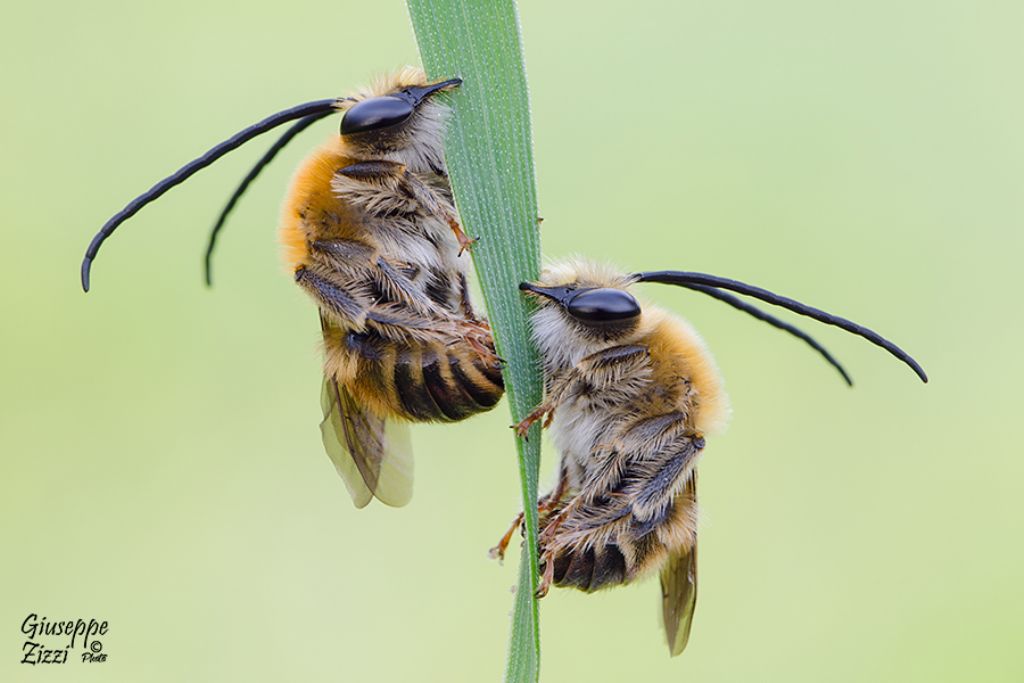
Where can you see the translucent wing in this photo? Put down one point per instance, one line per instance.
(372, 455)
(679, 590)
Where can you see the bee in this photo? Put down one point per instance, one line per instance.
(631, 393)
(370, 232)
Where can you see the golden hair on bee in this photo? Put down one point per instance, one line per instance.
(370, 232)
(631, 392)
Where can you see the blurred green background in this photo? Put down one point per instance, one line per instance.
(161, 464)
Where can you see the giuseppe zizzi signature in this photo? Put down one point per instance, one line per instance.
(53, 641)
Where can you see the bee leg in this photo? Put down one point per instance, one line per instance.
(545, 506)
(465, 242)
(547, 575)
(544, 409)
(331, 297)
(498, 552)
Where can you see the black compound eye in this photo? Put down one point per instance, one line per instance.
(375, 114)
(603, 306)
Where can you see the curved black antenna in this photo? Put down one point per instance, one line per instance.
(296, 128)
(693, 280)
(738, 303)
(189, 169)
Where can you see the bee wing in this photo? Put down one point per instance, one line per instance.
(679, 590)
(373, 456)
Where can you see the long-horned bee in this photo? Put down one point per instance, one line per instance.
(630, 393)
(370, 232)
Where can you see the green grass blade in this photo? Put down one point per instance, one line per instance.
(491, 163)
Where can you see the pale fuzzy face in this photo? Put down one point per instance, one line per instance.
(562, 340)
(418, 142)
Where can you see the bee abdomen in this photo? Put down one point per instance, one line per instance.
(481, 384)
(431, 386)
(591, 569)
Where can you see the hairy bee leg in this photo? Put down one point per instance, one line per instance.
(498, 552)
(597, 370)
(546, 505)
(332, 298)
(547, 577)
(522, 428)
(465, 242)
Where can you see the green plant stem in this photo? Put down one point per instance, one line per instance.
(489, 157)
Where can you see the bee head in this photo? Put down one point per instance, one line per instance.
(385, 114)
(593, 299)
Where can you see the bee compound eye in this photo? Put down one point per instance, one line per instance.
(603, 306)
(375, 114)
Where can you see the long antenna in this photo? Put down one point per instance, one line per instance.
(738, 303)
(696, 280)
(189, 169)
(296, 128)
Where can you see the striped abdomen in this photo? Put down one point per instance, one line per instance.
(425, 381)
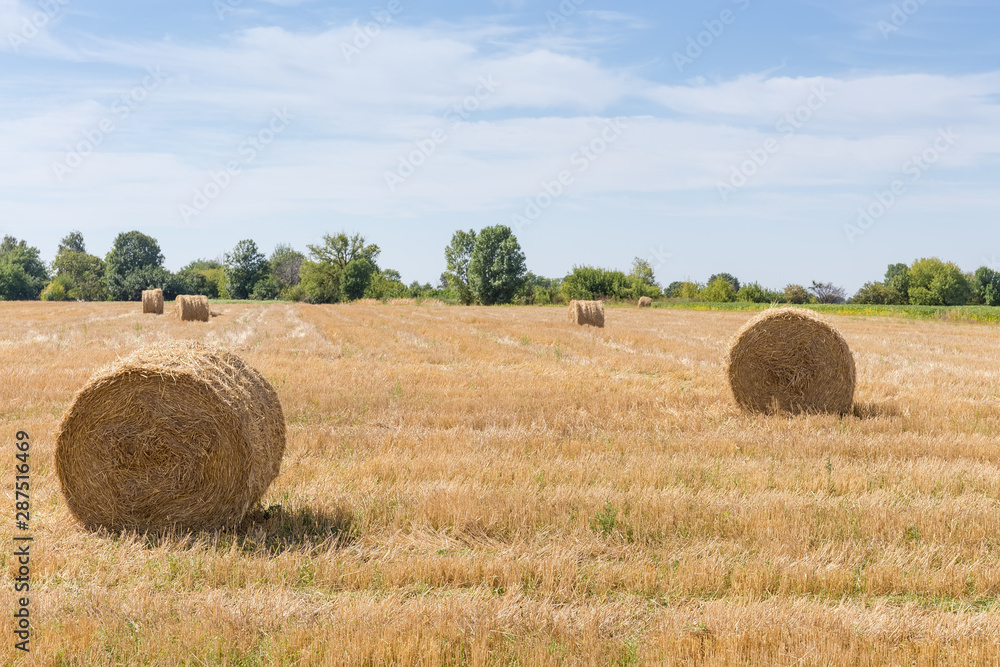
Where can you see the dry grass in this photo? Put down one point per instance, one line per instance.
(484, 486)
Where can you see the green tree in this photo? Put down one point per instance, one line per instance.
(134, 263)
(754, 293)
(356, 278)
(642, 272)
(457, 256)
(285, 265)
(58, 290)
(827, 292)
(245, 267)
(81, 274)
(729, 278)
(986, 283)
(796, 294)
(496, 267)
(321, 275)
(73, 242)
(897, 276)
(22, 273)
(937, 283)
(719, 290)
(203, 276)
(878, 294)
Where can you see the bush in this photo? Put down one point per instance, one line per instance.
(719, 290)
(878, 294)
(754, 293)
(796, 294)
(58, 290)
(356, 278)
(937, 283)
(266, 289)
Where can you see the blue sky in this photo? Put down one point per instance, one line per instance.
(779, 141)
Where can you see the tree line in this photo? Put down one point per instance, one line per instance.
(487, 267)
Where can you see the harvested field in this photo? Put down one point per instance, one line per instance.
(491, 486)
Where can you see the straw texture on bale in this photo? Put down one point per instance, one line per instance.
(193, 308)
(152, 302)
(789, 360)
(178, 436)
(587, 313)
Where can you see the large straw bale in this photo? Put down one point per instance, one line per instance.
(193, 308)
(587, 313)
(790, 360)
(175, 436)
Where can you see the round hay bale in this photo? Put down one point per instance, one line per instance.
(790, 360)
(173, 436)
(587, 313)
(152, 302)
(193, 308)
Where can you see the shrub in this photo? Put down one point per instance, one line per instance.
(878, 294)
(58, 290)
(719, 290)
(937, 283)
(796, 294)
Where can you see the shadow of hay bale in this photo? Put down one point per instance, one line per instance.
(875, 411)
(266, 532)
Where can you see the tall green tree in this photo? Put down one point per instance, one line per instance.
(457, 256)
(22, 273)
(133, 264)
(496, 267)
(286, 263)
(987, 286)
(897, 276)
(937, 283)
(80, 274)
(728, 277)
(321, 275)
(356, 278)
(245, 267)
(642, 271)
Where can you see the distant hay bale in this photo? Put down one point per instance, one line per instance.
(152, 302)
(587, 313)
(193, 308)
(174, 436)
(790, 360)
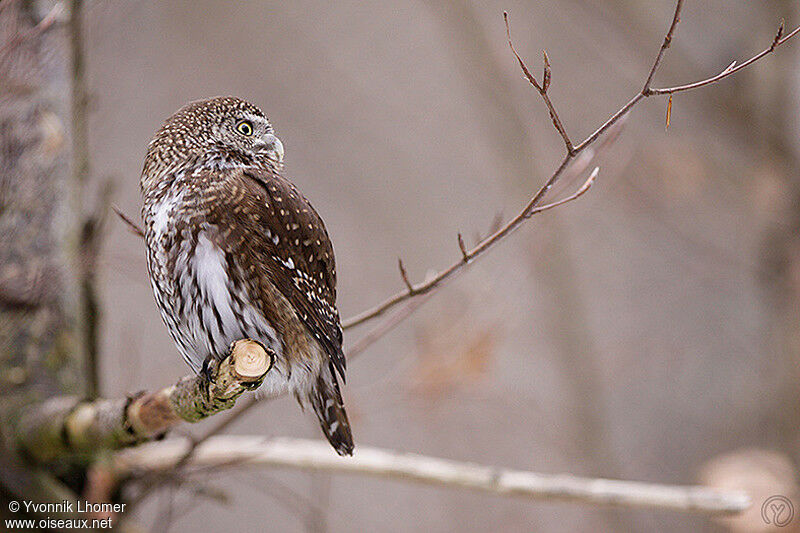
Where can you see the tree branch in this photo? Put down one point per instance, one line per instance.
(530, 209)
(235, 451)
(731, 69)
(64, 425)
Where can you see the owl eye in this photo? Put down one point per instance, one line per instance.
(245, 128)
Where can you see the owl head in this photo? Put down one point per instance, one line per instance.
(218, 132)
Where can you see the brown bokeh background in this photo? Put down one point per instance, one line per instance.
(637, 333)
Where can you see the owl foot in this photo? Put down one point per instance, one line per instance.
(208, 369)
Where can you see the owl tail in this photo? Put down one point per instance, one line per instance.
(326, 399)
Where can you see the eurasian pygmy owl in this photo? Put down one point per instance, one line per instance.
(235, 251)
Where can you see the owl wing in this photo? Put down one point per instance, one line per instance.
(296, 249)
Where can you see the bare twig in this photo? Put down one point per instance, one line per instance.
(235, 451)
(730, 70)
(133, 226)
(542, 89)
(676, 18)
(482, 246)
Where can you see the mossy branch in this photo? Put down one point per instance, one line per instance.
(65, 425)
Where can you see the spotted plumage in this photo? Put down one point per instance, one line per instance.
(235, 251)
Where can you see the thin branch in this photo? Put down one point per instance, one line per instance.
(235, 451)
(574, 196)
(404, 275)
(135, 228)
(64, 425)
(676, 18)
(482, 246)
(732, 69)
(542, 89)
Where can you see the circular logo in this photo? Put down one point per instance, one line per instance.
(777, 510)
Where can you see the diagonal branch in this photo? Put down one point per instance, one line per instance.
(64, 425)
(542, 89)
(235, 451)
(439, 278)
(731, 69)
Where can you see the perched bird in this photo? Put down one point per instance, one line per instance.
(235, 251)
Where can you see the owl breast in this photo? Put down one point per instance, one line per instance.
(201, 290)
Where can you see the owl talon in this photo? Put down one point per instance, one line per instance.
(206, 371)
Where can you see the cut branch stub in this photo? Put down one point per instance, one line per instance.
(65, 425)
(251, 360)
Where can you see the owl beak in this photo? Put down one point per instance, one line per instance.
(273, 146)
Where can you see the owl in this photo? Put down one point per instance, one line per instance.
(235, 251)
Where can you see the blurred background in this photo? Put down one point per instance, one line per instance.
(647, 331)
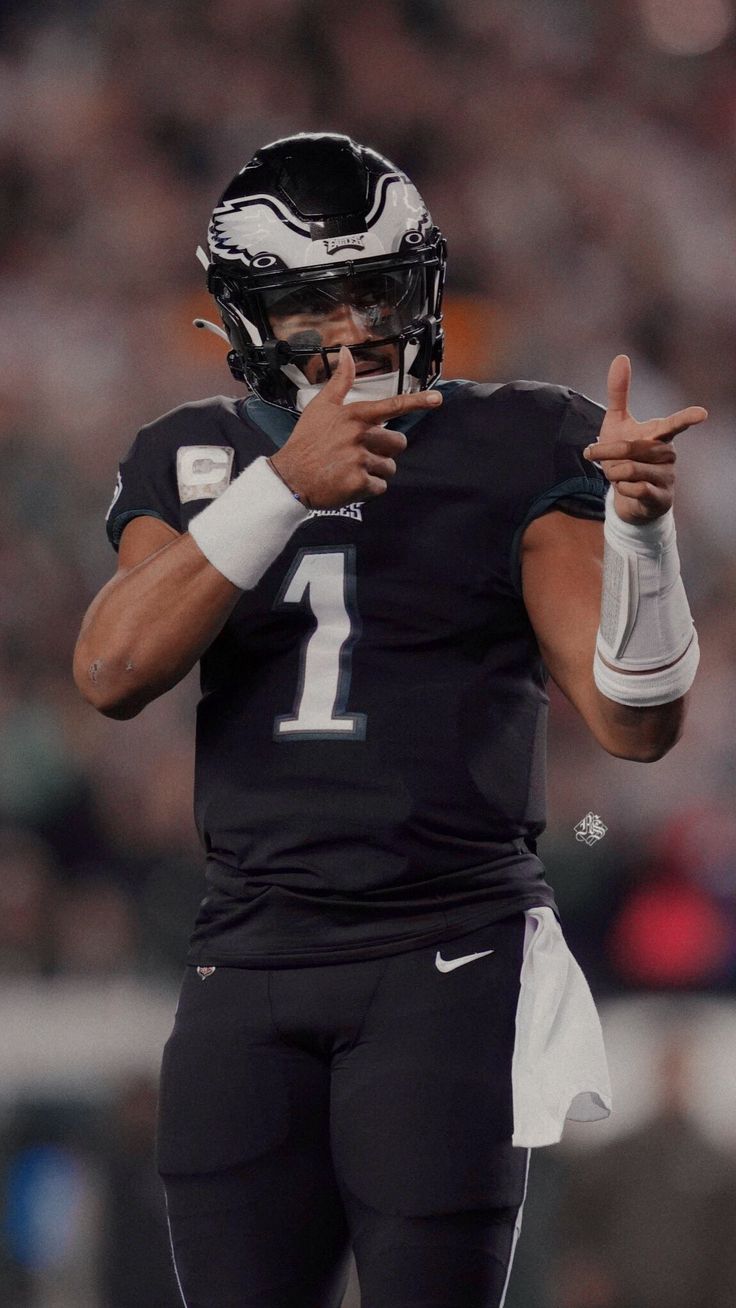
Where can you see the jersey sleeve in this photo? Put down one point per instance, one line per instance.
(562, 478)
(147, 485)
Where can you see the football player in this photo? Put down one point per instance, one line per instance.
(378, 570)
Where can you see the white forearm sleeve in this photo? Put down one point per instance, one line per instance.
(646, 620)
(249, 525)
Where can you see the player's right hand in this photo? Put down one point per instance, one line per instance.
(339, 453)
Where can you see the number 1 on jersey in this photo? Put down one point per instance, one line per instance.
(326, 578)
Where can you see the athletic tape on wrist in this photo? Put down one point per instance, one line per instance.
(646, 627)
(245, 530)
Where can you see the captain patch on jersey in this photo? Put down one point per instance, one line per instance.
(203, 471)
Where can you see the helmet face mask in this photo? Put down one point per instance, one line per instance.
(289, 309)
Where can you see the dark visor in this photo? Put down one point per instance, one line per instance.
(381, 302)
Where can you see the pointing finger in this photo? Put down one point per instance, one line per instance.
(669, 427)
(373, 411)
(618, 383)
(337, 386)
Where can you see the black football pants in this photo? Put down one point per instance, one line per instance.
(307, 1109)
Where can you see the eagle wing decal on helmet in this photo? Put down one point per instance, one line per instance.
(256, 223)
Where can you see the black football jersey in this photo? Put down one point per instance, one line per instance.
(370, 744)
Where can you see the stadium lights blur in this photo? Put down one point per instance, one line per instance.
(686, 28)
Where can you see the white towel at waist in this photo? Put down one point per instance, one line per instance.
(560, 1070)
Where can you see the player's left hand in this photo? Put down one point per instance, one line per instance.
(635, 457)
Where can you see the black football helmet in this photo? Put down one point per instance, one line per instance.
(311, 223)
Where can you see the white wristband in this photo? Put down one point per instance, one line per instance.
(646, 620)
(245, 530)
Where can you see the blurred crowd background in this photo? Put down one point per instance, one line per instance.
(581, 161)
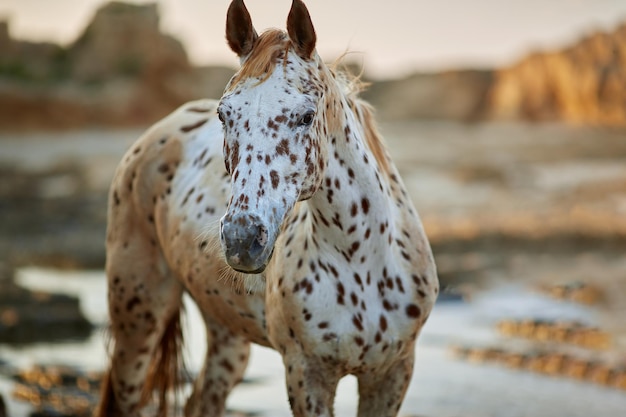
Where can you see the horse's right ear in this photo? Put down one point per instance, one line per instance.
(239, 31)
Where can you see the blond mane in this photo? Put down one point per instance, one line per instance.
(274, 44)
(268, 48)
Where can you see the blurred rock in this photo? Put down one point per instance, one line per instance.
(456, 95)
(123, 71)
(124, 39)
(584, 83)
(51, 218)
(31, 317)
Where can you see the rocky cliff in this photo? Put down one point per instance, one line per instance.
(584, 83)
(123, 71)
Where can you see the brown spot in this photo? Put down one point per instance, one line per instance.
(189, 128)
(274, 178)
(413, 311)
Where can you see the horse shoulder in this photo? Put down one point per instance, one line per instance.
(145, 173)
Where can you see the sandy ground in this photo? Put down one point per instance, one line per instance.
(507, 206)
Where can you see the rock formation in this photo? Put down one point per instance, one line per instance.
(584, 83)
(123, 71)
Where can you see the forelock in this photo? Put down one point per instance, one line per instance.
(266, 53)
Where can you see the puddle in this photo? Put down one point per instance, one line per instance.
(441, 385)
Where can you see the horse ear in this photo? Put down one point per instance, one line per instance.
(300, 29)
(239, 31)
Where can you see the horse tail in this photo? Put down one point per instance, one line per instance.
(167, 367)
(164, 375)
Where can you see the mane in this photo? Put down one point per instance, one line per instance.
(269, 47)
(274, 44)
(351, 87)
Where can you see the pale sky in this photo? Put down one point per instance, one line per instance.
(392, 37)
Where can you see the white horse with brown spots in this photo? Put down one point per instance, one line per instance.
(319, 255)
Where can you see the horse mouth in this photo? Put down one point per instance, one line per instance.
(251, 271)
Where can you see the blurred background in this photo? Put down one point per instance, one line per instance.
(507, 120)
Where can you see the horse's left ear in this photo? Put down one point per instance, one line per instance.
(300, 30)
(240, 33)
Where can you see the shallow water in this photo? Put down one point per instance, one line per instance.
(441, 385)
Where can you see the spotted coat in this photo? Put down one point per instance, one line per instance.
(279, 211)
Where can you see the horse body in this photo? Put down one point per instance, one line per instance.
(319, 255)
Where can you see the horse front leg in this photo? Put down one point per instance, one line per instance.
(226, 361)
(381, 395)
(144, 303)
(311, 386)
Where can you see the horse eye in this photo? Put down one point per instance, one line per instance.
(307, 118)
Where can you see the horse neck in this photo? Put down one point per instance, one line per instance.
(354, 195)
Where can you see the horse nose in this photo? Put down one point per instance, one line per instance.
(245, 241)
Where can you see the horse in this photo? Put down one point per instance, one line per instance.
(279, 210)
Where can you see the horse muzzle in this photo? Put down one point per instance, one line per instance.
(247, 242)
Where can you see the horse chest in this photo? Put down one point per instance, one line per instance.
(345, 319)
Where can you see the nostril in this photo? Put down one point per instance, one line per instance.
(255, 249)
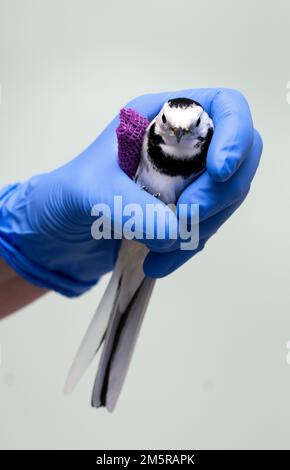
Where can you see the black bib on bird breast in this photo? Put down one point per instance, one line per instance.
(170, 165)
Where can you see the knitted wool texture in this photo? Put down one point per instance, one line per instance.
(130, 134)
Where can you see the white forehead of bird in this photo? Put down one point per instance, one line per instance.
(181, 116)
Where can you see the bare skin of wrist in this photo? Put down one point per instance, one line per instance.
(15, 292)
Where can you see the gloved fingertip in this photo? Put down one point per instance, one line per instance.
(221, 173)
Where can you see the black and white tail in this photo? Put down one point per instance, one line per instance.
(117, 323)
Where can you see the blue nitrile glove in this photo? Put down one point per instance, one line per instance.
(232, 161)
(45, 222)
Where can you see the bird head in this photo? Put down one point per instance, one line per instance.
(180, 121)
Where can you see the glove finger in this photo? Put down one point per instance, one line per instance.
(212, 197)
(157, 265)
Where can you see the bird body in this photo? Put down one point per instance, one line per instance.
(173, 155)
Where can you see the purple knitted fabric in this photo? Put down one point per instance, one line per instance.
(130, 133)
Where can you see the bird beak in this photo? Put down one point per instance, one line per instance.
(178, 132)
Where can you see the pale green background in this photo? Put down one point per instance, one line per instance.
(210, 368)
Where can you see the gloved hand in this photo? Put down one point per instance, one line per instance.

—————

Assignment >> Every line from the one with "Where can you see the black bib" through the last line of the records above should be returned exactly, please, and no others.

Response below >>
Where can you see the black bib on bird breast in this photo? Put down one point per instance, one line per instance.
(170, 165)
Where can you see the knitted wool texture in this photo? Put down one point per instance, one line per instance.
(130, 134)
Where can you see the white forehead of bird in this photo? Put down one point per instance, one line per instance.
(181, 116)
Where can you see the bare skin of wrist in this photo? Put down one point per instance, one line per instance.
(15, 292)
Where can you see the gloved fingertip in this photo? Put down one point per instance, one line per instance.
(221, 173)
Where can you see the black and white tail in this photo? Put down one point per instance, one line per instance.
(117, 323)
Where can you see the blue nitrile glove in this photo? Put down one point per instance, one line per instance.
(232, 161)
(45, 222)
Where can you see the bird head in this photo? Put down one point per instance, one line per instance.
(180, 121)
Where can you see the glove finger in this photo? Put down one point per instance, one line per instance.
(212, 197)
(157, 265)
Where can you see the bird body in this photo? Put down one point per instance, one line per instance.
(173, 155)
Where can you see the purple knitted fabric in this photo? Put down one point per instance, one line per instance.
(130, 133)
Where can you see the bird beak in this photo? Put down one point per instance, one line per instance.
(178, 132)
Where can you see the pale green background in this photo? Put down one point per instance, one line per instance.
(210, 368)
Where can you see the gloved hand in this photo? Put down one point per instance, one line per instance.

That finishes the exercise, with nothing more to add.